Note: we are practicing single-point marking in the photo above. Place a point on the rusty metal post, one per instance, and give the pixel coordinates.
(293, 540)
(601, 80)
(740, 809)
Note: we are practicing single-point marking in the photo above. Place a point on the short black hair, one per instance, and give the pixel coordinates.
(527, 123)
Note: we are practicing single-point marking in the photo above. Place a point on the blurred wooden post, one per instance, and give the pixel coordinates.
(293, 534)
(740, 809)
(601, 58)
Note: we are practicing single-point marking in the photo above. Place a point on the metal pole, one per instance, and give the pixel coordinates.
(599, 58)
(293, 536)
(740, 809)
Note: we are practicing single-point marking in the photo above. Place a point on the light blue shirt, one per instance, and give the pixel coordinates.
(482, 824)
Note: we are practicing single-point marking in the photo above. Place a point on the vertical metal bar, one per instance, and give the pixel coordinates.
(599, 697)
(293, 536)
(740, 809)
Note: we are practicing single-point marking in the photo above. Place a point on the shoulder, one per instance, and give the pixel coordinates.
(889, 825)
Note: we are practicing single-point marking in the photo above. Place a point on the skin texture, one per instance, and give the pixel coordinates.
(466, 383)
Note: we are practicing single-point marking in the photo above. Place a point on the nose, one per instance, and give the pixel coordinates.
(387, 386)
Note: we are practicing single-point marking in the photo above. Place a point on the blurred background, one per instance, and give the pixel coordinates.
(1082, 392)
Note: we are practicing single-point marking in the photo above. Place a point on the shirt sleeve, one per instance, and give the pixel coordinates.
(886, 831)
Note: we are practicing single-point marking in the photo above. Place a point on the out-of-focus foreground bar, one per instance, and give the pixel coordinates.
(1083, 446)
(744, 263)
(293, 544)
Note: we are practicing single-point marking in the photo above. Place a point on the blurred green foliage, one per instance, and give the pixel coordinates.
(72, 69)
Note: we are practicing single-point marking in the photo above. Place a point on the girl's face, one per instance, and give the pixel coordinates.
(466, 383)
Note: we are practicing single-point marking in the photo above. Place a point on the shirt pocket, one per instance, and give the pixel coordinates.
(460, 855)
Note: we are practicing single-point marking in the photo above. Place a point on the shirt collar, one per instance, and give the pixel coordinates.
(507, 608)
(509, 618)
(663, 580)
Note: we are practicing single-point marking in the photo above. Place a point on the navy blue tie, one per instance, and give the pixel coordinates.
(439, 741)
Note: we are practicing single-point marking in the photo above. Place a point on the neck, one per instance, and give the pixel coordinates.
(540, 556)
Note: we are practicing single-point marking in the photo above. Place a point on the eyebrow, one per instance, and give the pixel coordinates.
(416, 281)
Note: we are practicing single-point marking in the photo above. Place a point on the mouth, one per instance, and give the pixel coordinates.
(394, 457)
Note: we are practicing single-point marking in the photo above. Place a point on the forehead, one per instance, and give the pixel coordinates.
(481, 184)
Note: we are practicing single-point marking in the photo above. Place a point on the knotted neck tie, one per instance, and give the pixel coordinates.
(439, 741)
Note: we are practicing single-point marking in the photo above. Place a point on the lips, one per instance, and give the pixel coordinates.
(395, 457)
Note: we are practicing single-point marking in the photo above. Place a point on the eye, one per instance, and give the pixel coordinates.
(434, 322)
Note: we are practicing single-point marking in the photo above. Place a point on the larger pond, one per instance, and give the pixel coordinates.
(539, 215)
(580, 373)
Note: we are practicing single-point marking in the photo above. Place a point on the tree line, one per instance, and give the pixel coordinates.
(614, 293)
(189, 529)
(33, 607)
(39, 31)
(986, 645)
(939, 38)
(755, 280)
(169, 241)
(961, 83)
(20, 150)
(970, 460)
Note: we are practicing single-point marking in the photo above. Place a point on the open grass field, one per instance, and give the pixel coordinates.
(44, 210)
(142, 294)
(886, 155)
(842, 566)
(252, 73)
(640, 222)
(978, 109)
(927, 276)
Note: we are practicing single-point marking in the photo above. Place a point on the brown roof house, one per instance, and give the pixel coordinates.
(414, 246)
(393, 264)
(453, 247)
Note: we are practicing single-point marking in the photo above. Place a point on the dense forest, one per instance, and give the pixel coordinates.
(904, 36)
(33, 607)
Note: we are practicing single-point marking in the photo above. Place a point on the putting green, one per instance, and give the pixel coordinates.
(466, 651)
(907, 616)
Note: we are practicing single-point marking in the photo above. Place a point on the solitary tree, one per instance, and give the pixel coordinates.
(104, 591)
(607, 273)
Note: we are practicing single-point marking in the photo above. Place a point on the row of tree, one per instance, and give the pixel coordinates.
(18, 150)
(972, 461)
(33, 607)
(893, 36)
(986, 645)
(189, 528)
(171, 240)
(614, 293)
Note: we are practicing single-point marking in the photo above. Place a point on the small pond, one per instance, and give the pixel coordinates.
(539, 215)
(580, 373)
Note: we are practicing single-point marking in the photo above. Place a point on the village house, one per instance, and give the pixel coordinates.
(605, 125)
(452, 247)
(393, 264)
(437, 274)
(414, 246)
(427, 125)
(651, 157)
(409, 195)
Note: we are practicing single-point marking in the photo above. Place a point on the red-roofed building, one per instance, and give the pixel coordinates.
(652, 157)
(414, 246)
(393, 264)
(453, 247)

* [Task to complete] Reproduce all of the items above unchanged, except replace every occurrence of "pixel coordinates" with "x and y coordinates".

* [Full answer]
Note: we are practicing single-point marking in the photo above. Place a point on the rusty metal post, one per instance, and give the x and y coordinates.
(293, 540)
(601, 80)
(740, 809)
Note: we are practicing single-point marking in the photo above. Place a point on the short black hair, one per instance, and give the x and y coordinates.
(527, 123)
Note: we are practicing single-point marking in the photo above. Place a point on the blurred wooden post, one per instance, and give the x and y coordinates.
(293, 534)
(740, 809)
(601, 58)
Note: we are practicing single-point marking in the photo above. Place a point on the metal pole, one per instance, and give the x and y coordinates.
(599, 58)
(293, 536)
(740, 809)
Note: we are practicing single-point marking in the photo above. Place a point on the light blue shirt, one per instance, and give the x and y coordinates.
(482, 824)
Note: we are practicing single-point marking in the photo above. Place a point on the vertical metal bar, one per instance, and give the x and y coordinates.
(599, 697)
(293, 536)
(740, 809)
Note: we are practicing single-point marking in the photo above. Place a point on the shoulder, one per instance, and give the x and y coordinates.
(889, 825)
Note: we are practicing single-point marking in the photo above. Place a point on the skin texture, one per instance, and give the x and y coordinates.
(466, 383)
Note: we are practicing single-point marking in the photo above. Place a point on the nose, one per instance, and give the x and y coordinates.
(387, 386)
Note: we are practicing single-point marking in the photo above. Place a point on the blurred background, one per instance, and give the x and y coordinates.
(1082, 392)
Note: we are practicing single-point marking in the photo above. Place a point on the shirt sleeve, one per instance, and give the x and y coordinates.
(886, 831)
Note: we are practicing single-point marking in the photo above. Place a point on the out-of-focus foreground bar, one per instance, and give the x and y coordinates.
(1083, 446)
(744, 263)
(293, 544)
Note: we are practicing single-point marking in the photo above. Place a point on the blurred green foliage, one per instance, and give the x and y coordinates.
(72, 69)
Note: we are practicing single-point marking in the photo above. Place a point on the girl's face, one per instance, and give the x and y coordinates.
(466, 383)
Note: we are practicing single-point marking in the photo above. Place a point on the shirt pocket, one per instance, and give the x and y coordinates.
(460, 855)
Note: we are practicing single-point marking in the photo above. Place a point on the shirt collar, one per instance, and give the x and y coordinates.
(507, 608)
(509, 618)
(663, 580)
Note: we are practicing single-point marking in the photo above. Place a point on the navy blue tie, one per instance, and give the x and y coordinates.
(439, 741)
Note: we are practicing single-point marking in the photo above. Place a point on the neck, one per instance, and give the x and y coordinates.
(540, 556)
Note: we are practicing single-point marking in the photo above. Place a point on the eyebrow, one per instance, and give the x and y coordinates.
(416, 281)
Note: we are practicing single-point marking in the photo above. Place a point on the mouth, one per instance, and give the x and y coordinates.
(394, 457)
Note: we are practicing single-point marking in the photo above. Place a point on the forehead, one per instance, and give the x and y coordinates.
(481, 184)
Note: we are practicing single-point marking in the photo above. Place a point on the knotted neck tie, one per instance, and give the x and y coordinates.
(439, 741)
Note: we are practicing single-point marking in the photo above. Place a point on the lips, one per instance, and give the x and y coordinates.
(395, 457)
Note: we are practicing single-point marking in the photo above. Place a point on the eye, one per instance, and give the x and y coordinates.
(434, 322)
Note: we are practicing single-point marking in the photo above. Place a point on the larger pond, one per instance, and give the x and y coordinates.
(539, 215)
(580, 373)
Note: we are practicing single-point marking in the photo above. Place a point on the tree line, one per instance, and give the x and y coordinates.
(614, 293)
(189, 529)
(33, 607)
(39, 31)
(986, 645)
(939, 38)
(755, 280)
(169, 241)
(961, 83)
(20, 150)
(970, 460)
Note: we are practicing single-point marking in the photo above. Place a point on the open grass field, one per instance, and give the x and y coordinates.
(44, 210)
(142, 294)
(886, 155)
(842, 566)
(252, 73)
(640, 222)
(978, 109)
(927, 276)
Note: we are practicing single-point marking in the photo above. Place a point on the brown roof house, one per instance, and give the x and y coordinates.
(414, 246)
(393, 264)
(453, 247)
Note: we are practicing single-point marking in the photo above. Place a point on the dense forest, one per instance, and give the x and y coordinates.
(904, 36)
(33, 607)
Note: we are practicing single-point marking in the photo above. Place a point on the putting green, one per instance, and give the x and y coordinates.
(466, 651)
(907, 616)
Note: we are practicing single-point marking in the photo above. Place a point on the solitary tree, one per instance, and give the x and y coordinates.
(104, 591)
(607, 273)
Note: we are practicing single-point marking in the photo above. Place a point on the row of tree, one per instance, and give the x and y coordinates.
(18, 150)
(972, 461)
(33, 607)
(893, 36)
(986, 645)
(189, 528)
(171, 240)
(614, 293)
Note: we are practicing single-point marking in the photo above. Place a point on the small pond, one per instance, and give the x and y coordinates.
(539, 215)
(580, 373)
Note: we are practicing single-point marking in the photo above. Place a point on the village house, one per instance, and give the x and y coordinates.
(605, 125)
(452, 247)
(393, 264)
(437, 274)
(414, 246)
(427, 125)
(651, 157)
(409, 195)
Note: we are practicing single-point marking in the photo above. Place a point on the red-roofed building, one per instance, and give the x and y coordinates.
(652, 157)
(414, 246)
(393, 264)
(453, 247)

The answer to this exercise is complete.